===== Records provided

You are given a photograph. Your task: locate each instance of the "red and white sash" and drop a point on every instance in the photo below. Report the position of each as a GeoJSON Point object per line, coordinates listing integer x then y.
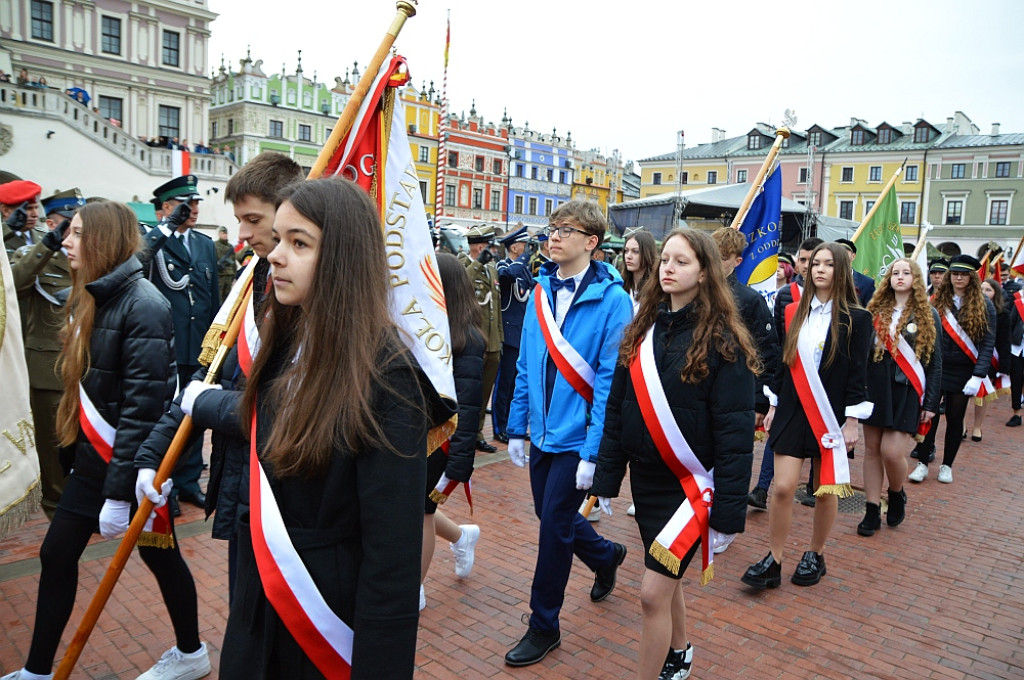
{"type": "Point", "coordinates": [570, 365]}
{"type": "Point", "coordinates": [690, 521]}
{"type": "Point", "coordinates": [835, 472]}
{"type": "Point", "coordinates": [325, 638]}
{"type": "Point", "coordinates": [101, 435]}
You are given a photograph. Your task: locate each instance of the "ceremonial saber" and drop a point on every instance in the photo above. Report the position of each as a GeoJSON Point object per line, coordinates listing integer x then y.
{"type": "Point", "coordinates": [145, 507]}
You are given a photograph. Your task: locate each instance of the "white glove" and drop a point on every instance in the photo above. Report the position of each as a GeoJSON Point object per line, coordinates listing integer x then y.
{"type": "Point", "coordinates": [517, 452]}
{"type": "Point", "coordinates": [972, 386]}
{"type": "Point", "coordinates": [194, 389]}
{"type": "Point", "coordinates": [144, 487]}
{"type": "Point", "coordinates": [114, 518]}
{"type": "Point", "coordinates": [585, 475]}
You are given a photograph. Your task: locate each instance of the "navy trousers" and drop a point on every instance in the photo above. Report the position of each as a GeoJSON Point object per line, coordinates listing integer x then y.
{"type": "Point", "coordinates": [563, 533]}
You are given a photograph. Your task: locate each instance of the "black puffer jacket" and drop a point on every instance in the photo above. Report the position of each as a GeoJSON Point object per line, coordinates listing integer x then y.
{"type": "Point", "coordinates": [131, 376]}
{"type": "Point", "coordinates": [716, 416]}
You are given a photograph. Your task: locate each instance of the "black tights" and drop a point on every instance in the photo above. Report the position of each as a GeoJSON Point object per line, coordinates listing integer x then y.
{"type": "Point", "coordinates": [66, 541]}
{"type": "Point", "coordinates": [956, 404]}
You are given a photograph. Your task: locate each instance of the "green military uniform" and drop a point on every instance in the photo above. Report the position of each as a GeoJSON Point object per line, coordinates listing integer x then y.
{"type": "Point", "coordinates": [484, 278]}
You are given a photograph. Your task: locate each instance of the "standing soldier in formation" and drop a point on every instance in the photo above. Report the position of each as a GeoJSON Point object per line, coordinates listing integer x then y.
{"type": "Point", "coordinates": [484, 278]}
{"type": "Point", "coordinates": [183, 267]}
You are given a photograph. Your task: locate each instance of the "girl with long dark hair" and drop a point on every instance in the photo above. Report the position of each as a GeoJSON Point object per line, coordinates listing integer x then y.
{"type": "Point", "coordinates": [686, 377]}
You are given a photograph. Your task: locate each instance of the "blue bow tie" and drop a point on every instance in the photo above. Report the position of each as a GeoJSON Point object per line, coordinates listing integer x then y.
{"type": "Point", "coordinates": [558, 284]}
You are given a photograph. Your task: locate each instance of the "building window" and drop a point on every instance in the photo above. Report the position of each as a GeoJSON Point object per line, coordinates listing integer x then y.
{"type": "Point", "coordinates": [997, 212]}
{"type": "Point", "coordinates": [111, 40]}
{"type": "Point", "coordinates": [111, 108]}
{"type": "Point", "coordinates": [954, 210]}
{"type": "Point", "coordinates": [171, 53]}
{"type": "Point", "coordinates": [907, 212]}
{"type": "Point", "coordinates": [42, 20]}
{"type": "Point", "coordinates": [168, 118]}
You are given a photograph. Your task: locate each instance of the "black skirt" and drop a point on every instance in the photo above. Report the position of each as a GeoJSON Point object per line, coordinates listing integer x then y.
{"type": "Point", "coordinates": [656, 495]}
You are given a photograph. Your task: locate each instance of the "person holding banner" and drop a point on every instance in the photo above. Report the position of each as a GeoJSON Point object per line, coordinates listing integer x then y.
{"type": "Point", "coordinates": [681, 414]}
{"type": "Point", "coordinates": [338, 412]}
{"type": "Point", "coordinates": [118, 371]}
{"type": "Point", "coordinates": [903, 378]}
{"type": "Point", "coordinates": [818, 395]}
{"type": "Point", "coordinates": [968, 320]}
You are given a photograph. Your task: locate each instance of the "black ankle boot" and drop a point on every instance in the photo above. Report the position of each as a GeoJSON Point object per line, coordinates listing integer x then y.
{"type": "Point", "coordinates": [872, 519]}
{"type": "Point", "coordinates": [897, 507]}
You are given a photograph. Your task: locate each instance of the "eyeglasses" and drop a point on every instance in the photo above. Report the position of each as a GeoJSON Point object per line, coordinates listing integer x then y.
{"type": "Point", "coordinates": [564, 231]}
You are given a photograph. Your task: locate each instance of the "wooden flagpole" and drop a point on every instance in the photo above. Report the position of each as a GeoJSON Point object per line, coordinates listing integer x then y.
{"type": "Point", "coordinates": [780, 134]}
{"type": "Point", "coordinates": [117, 564]}
{"type": "Point", "coordinates": [878, 202]}
{"type": "Point", "coordinates": [344, 124]}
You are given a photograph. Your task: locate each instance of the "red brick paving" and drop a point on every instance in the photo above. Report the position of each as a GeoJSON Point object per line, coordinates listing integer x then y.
{"type": "Point", "coordinates": [941, 596]}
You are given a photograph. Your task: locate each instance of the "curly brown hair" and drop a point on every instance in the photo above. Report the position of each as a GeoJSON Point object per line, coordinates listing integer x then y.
{"type": "Point", "coordinates": [718, 324]}
{"type": "Point", "coordinates": [918, 308]}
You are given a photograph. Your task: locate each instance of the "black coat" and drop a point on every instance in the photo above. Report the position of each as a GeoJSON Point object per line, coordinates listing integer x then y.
{"type": "Point", "coordinates": [716, 416]}
{"type": "Point", "coordinates": [358, 528]}
{"type": "Point", "coordinates": [131, 375]}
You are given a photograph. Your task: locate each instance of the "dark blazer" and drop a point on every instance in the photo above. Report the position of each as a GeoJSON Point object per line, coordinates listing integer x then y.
{"type": "Point", "coordinates": [716, 416]}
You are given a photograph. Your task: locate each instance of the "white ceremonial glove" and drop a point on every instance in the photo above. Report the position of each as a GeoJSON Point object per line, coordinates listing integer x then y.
{"type": "Point", "coordinates": [585, 475]}
{"type": "Point", "coordinates": [194, 389]}
{"type": "Point", "coordinates": [114, 518]}
{"type": "Point", "coordinates": [144, 487]}
{"type": "Point", "coordinates": [517, 452]}
{"type": "Point", "coordinates": [972, 386]}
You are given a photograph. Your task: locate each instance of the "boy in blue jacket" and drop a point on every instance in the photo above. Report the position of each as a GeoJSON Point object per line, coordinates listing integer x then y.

==========

Work to be completed —
Copy each line in full and exactly, omitting any picture.

Full solution —
You are given a photograph. Your task: locate each instance of the "red and white sash" and drop a point on every instance in the photo below. Report the position of each as a GeoJSON Point object per line, coordinates listing integer x then y.
{"type": "Point", "coordinates": [570, 365]}
{"type": "Point", "coordinates": [690, 521]}
{"type": "Point", "coordinates": [835, 472]}
{"type": "Point", "coordinates": [325, 638]}
{"type": "Point", "coordinates": [101, 435]}
You are given a photograph. Your task: locate each instance of the "ceremonial saber" and drop a point on every instance in the photo above. Report the position of each as a GeoJSON Point object per line, coordinates listing integer x then y.
{"type": "Point", "coordinates": [145, 507]}
You are given a photograph. Your task: locate each instance of the "white glove" and drop a point on every instance in the photo above. Report the position of each as a GeoJSON Point object per line, coordinates listing integer x then y.
{"type": "Point", "coordinates": [517, 452]}
{"type": "Point", "coordinates": [972, 386]}
{"type": "Point", "coordinates": [194, 389]}
{"type": "Point", "coordinates": [144, 487]}
{"type": "Point", "coordinates": [114, 518]}
{"type": "Point", "coordinates": [585, 475]}
You are given a photograph. Your task: locate each instance of the "navy trousers" and drop a point on every instance in the photo above. Report the position of each as a GeoJSON Point object per line, coordinates listing integer x then y.
{"type": "Point", "coordinates": [563, 533]}
You are given a photograph. Your task: locate each instance of the "black puffer jacket" and drop a point on every instance in the photo above. Report the position of each as a GeoJSON Point object per line, coordinates listing integer x then y.
{"type": "Point", "coordinates": [131, 376]}
{"type": "Point", "coordinates": [716, 416]}
You are given a photograph. Your task: locate each instance of the "black tights" and drop a point on every instance in the photo above. Report the position of each as a GeoJSON Point object per line, coordinates listing integer x then y.
{"type": "Point", "coordinates": [66, 541]}
{"type": "Point", "coordinates": [956, 404]}
You are given a photograph. Your task: locate each instance of the "green military uniform" and drop a point on every instance in the photo above. Report the position of each as a GeoJSON Point object per line, coordinates listing integer x then y.
{"type": "Point", "coordinates": [484, 278]}
You are given a photograph. Your task: locate each instance of the "standing soldier in formation" and drop a point on every instance in the photo above. Report the position of each as a GeoJSON Point object per line, coordinates listing integer x then y.
{"type": "Point", "coordinates": [484, 278]}
{"type": "Point", "coordinates": [183, 267]}
You are given a photograph. Your task: locate each instance of the "girl with long dark hair" and drop a point on every instance in the photo above. Report the position of each as a GeoJSON Point object per line, coordinates listing integer x then y.
{"type": "Point", "coordinates": [686, 377]}
You are given a photograph. Your task: locate each instance of the "blue bow tie" and drop a point on every instance in the photo above. Report the position of each as a GeoJSON Point object per line, coordinates listing integer x then y.
{"type": "Point", "coordinates": [558, 284]}
You are given a photograph. Your task: locate each instance of the "building window" and drop a point on every instance in the photo above. Report the position of each as a GeoJSON Point object per line, coordinates listing integer x then y.
{"type": "Point", "coordinates": [997, 212]}
{"type": "Point", "coordinates": [111, 40]}
{"type": "Point", "coordinates": [111, 108]}
{"type": "Point", "coordinates": [954, 210]}
{"type": "Point", "coordinates": [171, 53]}
{"type": "Point", "coordinates": [907, 212]}
{"type": "Point", "coordinates": [42, 20]}
{"type": "Point", "coordinates": [168, 118]}
You are given a photograph. Your task: locate each instance of the "black skirt" and drop a point on every instance in the photo above. Report the position of each as a GeoJSON Point object per line, coordinates listing integer x then y.
{"type": "Point", "coordinates": [656, 495]}
You are given a photograph. Your task: locate each instance of the "person holding banner" and drop a point on every instance in the photo above. Report the position of each as a GeoJSON Point object per line, coordinates listing integer x then y.
{"type": "Point", "coordinates": [681, 414]}
{"type": "Point", "coordinates": [338, 412]}
{"type": "Point", "coordinates": [118, 371]}
{"type": "Point", "coordinates": [903, 378]}
{"type": "Point", "coordinates": [818, 395]}
{"type": "Point", "coordinates": [968, 320]}
You are given a photograph. Your task: locate each instance of the "black ankle boot" and drop a point on every instance in the photo above. Report the position of each as a GeoJSON Point object per line, coordinates listing integer x then y.
{"type": "Point", "coordinates": [872, 519]}
{"type": "Point", "coordinates": [897, 507]}
You are given a photograph. Your task: locate each instance of the "eyeglasses" and drop a point on every instance in the photo above. Report the position of each as a GeoJSON Point object per line, coordinates listing integer x then y.
{"type": "Point", "coordinates": [564, 231]}
You are given a photograph. Your task: locate each instance of the "wooden flagpole" and drop a point on every instance in the photo above. Report the position of each as a GeoJSON Point object per line, coordinates listing integer x then y.
{"type": "Point", "coordinates": [780, 134]}
{"type": "Point", "coordinates": [117, 564]}
{"type": "Point", "coordinates": [878, 202]}
{"type": "Point", "coordinates": [344, 124]}
You are given a photograph. Your task: locate each instance of the "red brick paving" and drop a point on every instance in the photo above. Report the position of each as a GeoJSON Point object per line, coordinates listing integer x then y.
{"type": "Point", "coordinates": [941, 596]}
You are given a photograph. Your task: locate each instance of the "curly brown hair" and drop a point on every instance in the photo above. Report the position of each as a GeoJSON Point object per line, coordinates listing integer x then y.
{"type": "Point", "coordinates": [718, 324]}
{"type": "Point", "coordinates": [918, 308]}
You are given a photograph. Your task: locate each instance of the "black coat" and drop a point on every instance in the photo above. Report the position of each as a GeoJSON Point object per line, coordinates listing integer x then y.
{"type": "Point", "coordinates": [716, 416]}
{"type": "Point", "coordinates": [358, 528]}
{"type": "Point", "coordinates": [131, 375]}
You are given a photograph. Your task: locate each instance of the "dark blazer" and drop a point on every instance in the photo above. Report the position of each as a GeoJSON Point object per line, coordinates listing integer x then y.
{"type": "Point", "coordinates": [716, 416]}
You are given a photograph. Your task: locate each instance of the "white ceremonial glove" and drop a point on every instance in the photo above. Report the position of each as a GeoJSON Point object per line, coordinates listing integer x then y.
{"type": "Point", "coordinates": [585, 475]}
{"type": "Point", "coordinates": [194, 389]}
{"type": "Point", "coordinates": [114, 518]}
{"type": "Point", "coordinates": [144, 487]}
{"type": "Point", "coordinates": [517, 452]}
{"type": "Point", "coordinates": [972, 386]}
You are given a photograph. Your task: locate each instance of the "boy in blue jacket" and drop a point on every instance in the photo above. Report the position of each as a GeoJSON Point object per line, coordinates listing integer x then y.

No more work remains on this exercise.